◆ **GIVEN PROBLEM**
Retype each entry below, keeping every character the same.

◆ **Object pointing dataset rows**
— begin —

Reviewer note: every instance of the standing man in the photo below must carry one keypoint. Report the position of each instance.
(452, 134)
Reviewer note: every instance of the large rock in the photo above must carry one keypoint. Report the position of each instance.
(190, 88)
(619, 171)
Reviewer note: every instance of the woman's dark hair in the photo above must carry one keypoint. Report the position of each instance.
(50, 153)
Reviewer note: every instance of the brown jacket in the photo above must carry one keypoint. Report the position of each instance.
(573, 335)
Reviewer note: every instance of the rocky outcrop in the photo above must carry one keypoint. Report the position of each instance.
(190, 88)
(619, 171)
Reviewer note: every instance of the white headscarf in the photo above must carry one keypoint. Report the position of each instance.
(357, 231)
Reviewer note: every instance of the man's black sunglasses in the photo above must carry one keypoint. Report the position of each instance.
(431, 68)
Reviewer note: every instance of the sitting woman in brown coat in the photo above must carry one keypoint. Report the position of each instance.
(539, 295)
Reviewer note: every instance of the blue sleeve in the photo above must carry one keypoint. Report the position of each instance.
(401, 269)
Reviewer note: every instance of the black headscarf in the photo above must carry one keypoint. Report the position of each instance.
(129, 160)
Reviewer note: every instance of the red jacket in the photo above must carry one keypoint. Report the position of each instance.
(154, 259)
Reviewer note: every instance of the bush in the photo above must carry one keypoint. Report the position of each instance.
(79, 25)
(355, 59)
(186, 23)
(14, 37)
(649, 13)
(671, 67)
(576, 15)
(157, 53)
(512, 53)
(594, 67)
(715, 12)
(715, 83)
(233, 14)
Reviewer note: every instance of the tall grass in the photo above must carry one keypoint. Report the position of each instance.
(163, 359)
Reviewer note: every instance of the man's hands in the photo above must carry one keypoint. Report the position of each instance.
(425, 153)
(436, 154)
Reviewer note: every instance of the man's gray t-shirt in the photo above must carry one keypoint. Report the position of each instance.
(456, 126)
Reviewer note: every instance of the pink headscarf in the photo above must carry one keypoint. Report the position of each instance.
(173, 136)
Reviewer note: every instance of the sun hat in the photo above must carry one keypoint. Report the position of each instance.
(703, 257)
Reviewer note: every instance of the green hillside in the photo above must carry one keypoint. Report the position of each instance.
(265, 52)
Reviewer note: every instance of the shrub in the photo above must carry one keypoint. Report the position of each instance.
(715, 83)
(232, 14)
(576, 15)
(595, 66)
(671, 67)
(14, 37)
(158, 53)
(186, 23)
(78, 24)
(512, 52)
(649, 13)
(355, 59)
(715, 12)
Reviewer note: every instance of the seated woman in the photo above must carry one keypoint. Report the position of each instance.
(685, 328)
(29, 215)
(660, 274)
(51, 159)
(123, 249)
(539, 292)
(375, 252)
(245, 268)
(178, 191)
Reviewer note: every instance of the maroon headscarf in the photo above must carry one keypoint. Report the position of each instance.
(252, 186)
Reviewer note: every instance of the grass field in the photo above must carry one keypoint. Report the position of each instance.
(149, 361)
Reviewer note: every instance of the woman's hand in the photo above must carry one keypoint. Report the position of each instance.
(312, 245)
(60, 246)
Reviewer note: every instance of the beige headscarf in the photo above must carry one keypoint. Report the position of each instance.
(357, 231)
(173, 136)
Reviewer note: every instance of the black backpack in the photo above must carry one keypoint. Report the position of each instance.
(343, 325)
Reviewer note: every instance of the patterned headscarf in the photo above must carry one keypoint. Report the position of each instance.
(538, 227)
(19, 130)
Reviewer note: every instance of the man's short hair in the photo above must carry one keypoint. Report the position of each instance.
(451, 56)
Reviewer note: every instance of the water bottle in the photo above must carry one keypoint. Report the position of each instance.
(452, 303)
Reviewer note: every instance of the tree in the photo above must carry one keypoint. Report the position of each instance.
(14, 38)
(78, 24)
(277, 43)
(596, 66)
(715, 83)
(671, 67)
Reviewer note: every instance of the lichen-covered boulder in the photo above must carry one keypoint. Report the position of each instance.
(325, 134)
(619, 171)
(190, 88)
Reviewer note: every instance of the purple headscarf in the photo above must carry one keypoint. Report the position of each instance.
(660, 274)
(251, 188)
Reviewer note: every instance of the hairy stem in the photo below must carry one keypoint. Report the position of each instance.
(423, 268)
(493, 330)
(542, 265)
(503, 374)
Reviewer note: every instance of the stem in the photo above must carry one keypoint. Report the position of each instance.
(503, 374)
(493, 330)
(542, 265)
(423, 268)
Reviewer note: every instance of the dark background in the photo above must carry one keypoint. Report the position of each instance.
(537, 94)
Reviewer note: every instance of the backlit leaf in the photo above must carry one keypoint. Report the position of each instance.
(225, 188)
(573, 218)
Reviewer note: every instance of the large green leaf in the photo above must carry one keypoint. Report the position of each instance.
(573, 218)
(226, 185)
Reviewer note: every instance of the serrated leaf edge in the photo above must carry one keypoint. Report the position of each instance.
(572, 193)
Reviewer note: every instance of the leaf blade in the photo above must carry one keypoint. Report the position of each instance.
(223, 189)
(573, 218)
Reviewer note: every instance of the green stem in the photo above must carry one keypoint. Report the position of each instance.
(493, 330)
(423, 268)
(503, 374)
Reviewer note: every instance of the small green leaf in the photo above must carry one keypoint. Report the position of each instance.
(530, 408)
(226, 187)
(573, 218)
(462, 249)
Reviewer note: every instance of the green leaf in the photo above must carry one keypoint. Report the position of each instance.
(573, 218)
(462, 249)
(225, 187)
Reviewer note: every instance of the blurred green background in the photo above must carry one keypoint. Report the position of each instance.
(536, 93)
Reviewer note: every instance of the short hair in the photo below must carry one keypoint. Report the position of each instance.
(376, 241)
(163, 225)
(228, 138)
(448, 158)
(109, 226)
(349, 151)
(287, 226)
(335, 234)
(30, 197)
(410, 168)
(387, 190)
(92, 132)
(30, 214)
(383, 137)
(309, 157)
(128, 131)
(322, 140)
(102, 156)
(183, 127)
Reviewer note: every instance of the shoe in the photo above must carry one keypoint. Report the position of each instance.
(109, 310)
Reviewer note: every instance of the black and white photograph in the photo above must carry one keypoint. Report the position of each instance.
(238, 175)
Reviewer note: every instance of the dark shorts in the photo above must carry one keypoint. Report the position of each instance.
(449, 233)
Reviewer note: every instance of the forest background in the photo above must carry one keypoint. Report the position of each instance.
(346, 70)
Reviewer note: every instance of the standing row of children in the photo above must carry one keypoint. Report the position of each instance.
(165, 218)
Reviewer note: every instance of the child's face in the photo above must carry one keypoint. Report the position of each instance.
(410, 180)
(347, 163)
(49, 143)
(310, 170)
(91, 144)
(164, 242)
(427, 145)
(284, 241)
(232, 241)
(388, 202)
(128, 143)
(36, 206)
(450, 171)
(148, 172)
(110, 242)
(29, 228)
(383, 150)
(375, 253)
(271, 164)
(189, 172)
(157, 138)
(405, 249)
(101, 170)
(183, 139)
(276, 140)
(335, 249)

— end —

◆ **TASK OUTPUT**
Reviewer note: every instance of the standing man in the photo below must carry one keypoint. Report the position of each instance.
(452, 134)
Reviewer note: every instance of the large rock in the photo above must carry one keypoint. Report the position of each instance.
(190, 88)
(619, 171)
Reviewer note: every instance of the woman's dark hair in the photo above must carry one keypoint. Report the position of each instance.
(50, 153)
Reviewer note: every instance of the brown jacket in the photo above must carry one keypoint. Report the position of each instance.
(573, 335)
Reviewer note: every instance of the rocky outcrop in the photo above must carry one keypoint. Report the position of each instance.
(190, 88)
(619, 171)
Reviewer note: every instance of the white headscarf in the photo above must carry one keypoint. Report the position of each instance.
(357, 231)
Reviewer note: every instance of the man's black sunglasses in the photo above must carry one keypoint. Report the position of each instance.
(431, 68)
Reviewer note: every instance of the sitting woman in brown coat in the photo above must carry one keypoint. Report the position of each instance.
(539, 295)
Reviewer note: every instance of the blue sleeve in the photo above must carry one keypoint. Report the position of each instance.
(401, 269)
Reviewer note: every instance of the black headscarf in the photo above must carry one keypoint. Report the position of each instance.
(129, 160)
Reviewer note: every instance of the red jacket in the photo above must carry one keypoint. Report the position of each instance.
(154, 259)
Reviewer note: every instance of the bush in the photo above must carry one keypoint. Report the position of each instance.
(79, 25)
(355, 59)
(186, 23)
(14, 37)
(649, 13)
(671, 67)
(576, 15)
(157, 53)
(512, 53)
(594, 67)
(715, 12)
(715, 83)
(233, 14)
Reviewer note: every instance of the tall grass in the photo above must carry one keypoint. Report the position of each instance.
(163, 359)
Reviewer note: every instance of the man's hands in the photo above must carry one keypoint. Report the position of each instance.
(425, 153)
(436, 154)
Reviewer note: every instance of the man's gray t-shirt in the photo above must carry one keypoint. Report the position of each instance.
(456, 126)
Reviewer note: every instance of the pink headscarf in the photo above must carry one keypoint. Report the position of each instance.
(173, 136)
Reviewer note: every instance of the sun hat in the photo above must carry one keypoint. Report the position of each instance.
(703, 257)
Reviewer note: every instance of the green hillside in the photo above must carry one keypoint. Report the position of each instance.
(265, 52)
Reviewer note: every instance of the shrub in the photo above must carry one keypoint. Report the position of each instance.
(715, 83)
(232, 14)
(576, 15)
(595, 66)
(671, 67)
(14, 37)
(158, 53)
(186, 23)
(78, 24)
(512, 52)
(649, 13)
(355, 59)
(715, 12)
Reviewer note: every instance of the seated woman in the photo above must carry one keypoint. Report the position of each instance.
(685, 328)
(29, 215)
(660, 274)
(51, 159)
(123, 249)
(539, 292)
(375, 252)
(245, 268)
(178, 191)
Reviewer note: every instance of the maroon headscarf in the photo above must carry one keypoint. Report the position of each instance.
(252, 186)
Reviewer note: every instance of the grass field in the photo above must carry one keypoint. Report the position of each instance.
(149, 361)
Reviewer note: every instance of the woman's hand in the photo above must carry one keypoint. Report the position of each instance.
(312, 245)
(60, 246)
Reviewer note: every instance of the beige headscarf in the photo above must carry one keypoint. Report the position of each instance.
(357, 231)
(173, 136)
Reviewer note: every instance of the black backpack in the photo above must carry one keypoint. Report the position of each instance.
(343, 325)
Reviewer note: every instance of the patterned headscarf in the photo above must carry one keypoint. Report the position of each instance.
(538, 227)
(19, 130)
Reviewer note: every instance of the man's short hair in the photo above must carry one keypoint. Report the position of each instance.
(451, 56)
Reviewer note: every instance of the water bottle in the photo above must carry one keypoint. Report the position of each instance.
(452, 303)
Reviewer note: every instance of the tree in the photo above must carry one keypoint. Report the position of each instance.
(14, 38)
(78, 24)
(277, 43)
(596, 66)
(715, 83)
(671, 67)
Reviewer note: every instance of the lichen-covered boulder in the photo above must carry one keypoint. Report the position of each instance.
(325, 134)
(619, 171)
(190, 88)
Reviewer note: every instance of the purple headscarf in the photo above must carry one keypoint. Report the position of each instance.
(660, 274)
(251, 188)
Reviewer note: every instance of the hairy stem in the photo below must carry one keypoint. Report the position of each instance.
(423, 268)
(493, 330)
(542, 265)
(503, 374)
Reviewer note: every instance of the stem in the photo above must carry one keypoint. Report the position of each instance.
(503, 374)
(493, 330)
(542, 265)
(423, 268)
Reviewer note: every instance of the dark background in the photo above must carry one keypoint. Report the position of each instance.
(537, 94)
Reviewer note: every instance of the backlit leaf in the photo above must carry one keypoint. Report the position of each instance.
(225, 188)
(573, 218)
Reviewer note: every instance of the large green leaf in the photo above must carry one keypoint. Report the position of each instance.
(573, 218)
(226, 185)
Reviewer note: every instance of the serrated leaf edge in the photo above must carry one keypoint. Report the position of each instance.
(572, 193)
Reviewer note: every instance of the leaf blade in the photo above must carry one keypoint. Report the position of each instance.
(223, 189)
(573, 218)
Reviewer note: every instance of the green stem in the photo above must carry one keypoint. Report the position of each instance.
(493, 330)
(423, 268)
(503, 374)
Reviewer note: every instance of the small green leaf in the photo above must carry one keypoint. Report the position of each instance.
(530, 408)
(226, 187)
(573, 218)
(462, 249)
Reviewer note: every instance of the green leaf in the photo above must carry one keypoint. Report the position of each instance.
(573, 218)
(462, 249)
(225, 187)
Reviewer note: every instance of the blurred green background in the photo above must carry one keypoint. Report the position of each instance.
(536, 93)
Reviewer note: every instance of the short hair in the photo below must carry one keypoint. Report the position of each instance.
(376, 241)
(163, 225)
(228, 138)
(448, 158)
(109, 226)
(349, 151)
(287, 226)
(335, 234)
(30, 197)
(410, 168)
(387, 190)
(92, 132)
(30, 214)
(383, 137)
(309, 157)
(128, 131)
(322, 140)
(102, 156)
(183, 127)
Reviewer note: every instance of the shoe in the photo above must carry one keypoint. Report the position of each instance.
(109, 310)
Reviewer note: every instance of the black and white photograph in the photo above must carry one keypoint. Report the position of each instance.
(238, 175)
Reviewer note: every instance of the dark shorts in the photo above must carry one keypoint. Report the position of each instance.
(449, 233)
Reviewer note: every instance of the forest background in the photo above must carry one keypoint. Report the position of each instance.
(346, 70)
Reviewer note: every instance of the standing row of children in the photo above must carry one keypoint. Report the position of each instance.
(165, 218)
Reviewer note: every instance of the child's face in the photo above must carry one keypoint. Report the position of each instance.
(410, 180)
(347, 163)
(49, 143)
(310, 170)
(91, 144)
(164, 242)
(427, 145)
(284, 241)
(232, 241)
(388, 202)
(128, 143)
(36, 206)
(450, 171)
(148, 172)
(110, 242)
(29, 228)
(383, 150)
(375, 253)
(271, 164)
(189, 172)
(157, 138)
(405, 249)
(101, 170)
(183, 139)
(276, 140)
(335, 249)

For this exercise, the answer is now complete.